— BEGIN —

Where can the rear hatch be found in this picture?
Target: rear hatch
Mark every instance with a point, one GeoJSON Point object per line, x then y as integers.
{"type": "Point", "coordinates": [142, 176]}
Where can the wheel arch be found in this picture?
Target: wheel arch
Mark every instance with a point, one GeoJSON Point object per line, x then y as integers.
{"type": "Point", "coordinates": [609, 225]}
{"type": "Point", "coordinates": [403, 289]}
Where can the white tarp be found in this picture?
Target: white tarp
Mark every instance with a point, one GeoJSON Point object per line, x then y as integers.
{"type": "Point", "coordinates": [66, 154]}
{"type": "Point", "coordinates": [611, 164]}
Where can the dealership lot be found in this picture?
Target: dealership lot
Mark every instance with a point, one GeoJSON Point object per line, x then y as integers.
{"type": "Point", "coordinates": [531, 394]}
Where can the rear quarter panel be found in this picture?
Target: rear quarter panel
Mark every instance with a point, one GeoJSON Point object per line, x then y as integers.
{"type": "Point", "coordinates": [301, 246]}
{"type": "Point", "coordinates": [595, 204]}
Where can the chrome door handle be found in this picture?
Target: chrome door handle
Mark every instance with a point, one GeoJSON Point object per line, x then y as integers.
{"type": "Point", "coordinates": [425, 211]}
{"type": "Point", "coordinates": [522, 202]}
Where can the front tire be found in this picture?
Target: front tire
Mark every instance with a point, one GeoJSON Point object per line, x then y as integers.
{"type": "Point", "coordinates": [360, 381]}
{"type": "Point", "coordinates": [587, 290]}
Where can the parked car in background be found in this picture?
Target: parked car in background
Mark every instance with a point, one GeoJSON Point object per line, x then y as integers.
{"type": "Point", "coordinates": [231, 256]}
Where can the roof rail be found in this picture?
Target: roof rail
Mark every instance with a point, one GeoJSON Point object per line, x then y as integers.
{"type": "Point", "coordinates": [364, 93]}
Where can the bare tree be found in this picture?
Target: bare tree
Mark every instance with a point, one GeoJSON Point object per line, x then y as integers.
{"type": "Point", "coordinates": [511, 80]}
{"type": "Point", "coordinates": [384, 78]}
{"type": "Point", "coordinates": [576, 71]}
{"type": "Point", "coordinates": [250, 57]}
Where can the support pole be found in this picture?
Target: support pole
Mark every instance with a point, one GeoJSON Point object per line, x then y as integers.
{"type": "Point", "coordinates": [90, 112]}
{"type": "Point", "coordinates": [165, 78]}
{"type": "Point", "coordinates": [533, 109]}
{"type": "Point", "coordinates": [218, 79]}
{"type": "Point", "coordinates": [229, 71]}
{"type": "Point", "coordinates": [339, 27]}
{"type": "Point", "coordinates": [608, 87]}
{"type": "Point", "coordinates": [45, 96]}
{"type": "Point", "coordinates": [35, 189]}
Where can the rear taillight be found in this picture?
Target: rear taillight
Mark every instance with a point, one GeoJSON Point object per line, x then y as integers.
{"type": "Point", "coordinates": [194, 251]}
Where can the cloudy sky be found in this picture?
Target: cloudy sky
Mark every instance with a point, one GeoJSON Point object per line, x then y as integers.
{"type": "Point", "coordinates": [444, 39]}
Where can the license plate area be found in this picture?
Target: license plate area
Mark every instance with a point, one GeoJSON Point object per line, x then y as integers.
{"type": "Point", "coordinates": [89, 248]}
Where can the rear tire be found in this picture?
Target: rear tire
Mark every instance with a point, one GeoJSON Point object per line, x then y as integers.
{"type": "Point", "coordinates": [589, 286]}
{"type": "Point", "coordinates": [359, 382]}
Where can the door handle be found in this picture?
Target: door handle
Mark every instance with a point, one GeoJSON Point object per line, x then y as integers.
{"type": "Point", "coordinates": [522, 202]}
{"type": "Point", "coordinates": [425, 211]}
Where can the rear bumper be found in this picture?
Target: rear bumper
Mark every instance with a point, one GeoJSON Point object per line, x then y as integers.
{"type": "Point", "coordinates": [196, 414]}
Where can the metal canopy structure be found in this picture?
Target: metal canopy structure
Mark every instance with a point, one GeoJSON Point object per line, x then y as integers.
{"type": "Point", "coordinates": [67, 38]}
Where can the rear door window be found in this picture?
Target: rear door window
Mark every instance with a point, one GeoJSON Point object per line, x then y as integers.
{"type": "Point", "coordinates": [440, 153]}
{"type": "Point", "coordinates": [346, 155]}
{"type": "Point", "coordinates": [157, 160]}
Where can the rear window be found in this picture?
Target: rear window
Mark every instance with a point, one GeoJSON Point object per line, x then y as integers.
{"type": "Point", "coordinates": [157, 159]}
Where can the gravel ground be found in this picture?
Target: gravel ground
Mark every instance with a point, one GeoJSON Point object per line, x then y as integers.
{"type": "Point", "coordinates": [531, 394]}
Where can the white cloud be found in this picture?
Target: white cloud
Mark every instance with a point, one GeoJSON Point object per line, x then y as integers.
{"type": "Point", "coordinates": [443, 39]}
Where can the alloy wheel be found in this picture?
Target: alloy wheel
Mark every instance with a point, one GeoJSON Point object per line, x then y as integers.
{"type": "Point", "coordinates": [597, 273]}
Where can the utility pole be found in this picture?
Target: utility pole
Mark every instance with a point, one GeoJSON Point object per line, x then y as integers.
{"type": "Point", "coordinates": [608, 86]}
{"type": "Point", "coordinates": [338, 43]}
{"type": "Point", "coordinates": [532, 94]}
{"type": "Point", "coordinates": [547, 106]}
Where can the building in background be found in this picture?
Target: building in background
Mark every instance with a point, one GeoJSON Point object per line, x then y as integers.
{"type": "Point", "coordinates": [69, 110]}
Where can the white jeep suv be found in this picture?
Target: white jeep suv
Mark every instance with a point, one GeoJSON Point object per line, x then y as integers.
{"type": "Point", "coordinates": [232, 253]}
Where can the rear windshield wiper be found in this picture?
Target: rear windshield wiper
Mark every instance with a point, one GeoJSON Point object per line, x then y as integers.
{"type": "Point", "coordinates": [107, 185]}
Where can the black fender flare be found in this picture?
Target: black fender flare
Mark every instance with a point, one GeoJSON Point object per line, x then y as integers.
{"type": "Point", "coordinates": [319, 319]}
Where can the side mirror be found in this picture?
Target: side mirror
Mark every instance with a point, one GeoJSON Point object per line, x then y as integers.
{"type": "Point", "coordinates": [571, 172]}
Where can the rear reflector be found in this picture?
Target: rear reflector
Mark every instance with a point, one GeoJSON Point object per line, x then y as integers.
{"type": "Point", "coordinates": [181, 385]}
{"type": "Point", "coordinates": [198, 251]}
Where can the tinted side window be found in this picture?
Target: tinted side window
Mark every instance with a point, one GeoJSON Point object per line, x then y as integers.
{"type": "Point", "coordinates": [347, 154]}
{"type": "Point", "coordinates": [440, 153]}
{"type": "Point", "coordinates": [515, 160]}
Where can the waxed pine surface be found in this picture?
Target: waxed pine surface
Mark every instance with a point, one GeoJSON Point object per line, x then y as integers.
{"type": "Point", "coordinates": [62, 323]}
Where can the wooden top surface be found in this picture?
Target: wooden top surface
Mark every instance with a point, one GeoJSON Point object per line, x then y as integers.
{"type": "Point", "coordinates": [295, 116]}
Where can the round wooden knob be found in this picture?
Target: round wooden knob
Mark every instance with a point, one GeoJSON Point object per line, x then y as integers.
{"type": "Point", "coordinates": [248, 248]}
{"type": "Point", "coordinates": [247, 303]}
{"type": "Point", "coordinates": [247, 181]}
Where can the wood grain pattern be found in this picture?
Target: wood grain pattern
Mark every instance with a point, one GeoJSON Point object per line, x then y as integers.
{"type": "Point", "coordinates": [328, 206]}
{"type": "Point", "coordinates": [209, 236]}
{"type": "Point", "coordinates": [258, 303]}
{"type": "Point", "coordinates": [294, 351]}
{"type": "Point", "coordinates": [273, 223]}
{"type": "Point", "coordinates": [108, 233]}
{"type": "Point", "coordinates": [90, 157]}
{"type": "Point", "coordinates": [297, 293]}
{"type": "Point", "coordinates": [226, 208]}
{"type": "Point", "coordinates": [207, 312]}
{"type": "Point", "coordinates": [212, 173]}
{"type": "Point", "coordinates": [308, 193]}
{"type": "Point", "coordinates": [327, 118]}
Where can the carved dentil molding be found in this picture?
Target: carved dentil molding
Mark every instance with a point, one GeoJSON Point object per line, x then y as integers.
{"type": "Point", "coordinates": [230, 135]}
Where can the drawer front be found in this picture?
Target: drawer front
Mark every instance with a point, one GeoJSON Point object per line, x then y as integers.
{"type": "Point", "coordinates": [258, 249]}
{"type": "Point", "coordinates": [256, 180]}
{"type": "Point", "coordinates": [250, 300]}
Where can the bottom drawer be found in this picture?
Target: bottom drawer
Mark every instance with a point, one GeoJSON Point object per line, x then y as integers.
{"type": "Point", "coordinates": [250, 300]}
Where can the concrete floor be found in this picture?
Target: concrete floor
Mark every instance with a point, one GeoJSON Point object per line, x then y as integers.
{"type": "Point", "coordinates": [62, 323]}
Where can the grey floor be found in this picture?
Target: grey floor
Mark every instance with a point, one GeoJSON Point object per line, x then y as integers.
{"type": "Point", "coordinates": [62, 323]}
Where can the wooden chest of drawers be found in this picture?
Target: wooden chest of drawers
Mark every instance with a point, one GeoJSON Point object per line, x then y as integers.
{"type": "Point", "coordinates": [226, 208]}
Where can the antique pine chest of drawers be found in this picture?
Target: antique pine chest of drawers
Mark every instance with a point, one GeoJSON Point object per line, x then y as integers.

— END —

**DIRECTIONS:**
Only those lines running from the one containing "Where can the grey" through the last line of the data above are to be copied, exactly, with both ends included.

**SOLUTION:**
Where can the grey floor be found in this picture?
Target: grey floor
Mark every instance with a point, one GeoJSON Point object per line, x then y as integers.
{"type": "Point", "coordinates": [62, 323]}
Where can the wooden chest of drawers be found in this picture?
Target: wooden chest of drawers
Mark every instance with a point, one GeoJSON Point object per line, x then y as integers.
{"type": "Point", "coordinates": [226, 208]}
Where can the antique pine chest of drawers be found in this picture?
Target: antique pine chest of drawers
Mark every instance with a point, one GeoJSON Point object per line, x then y as integers.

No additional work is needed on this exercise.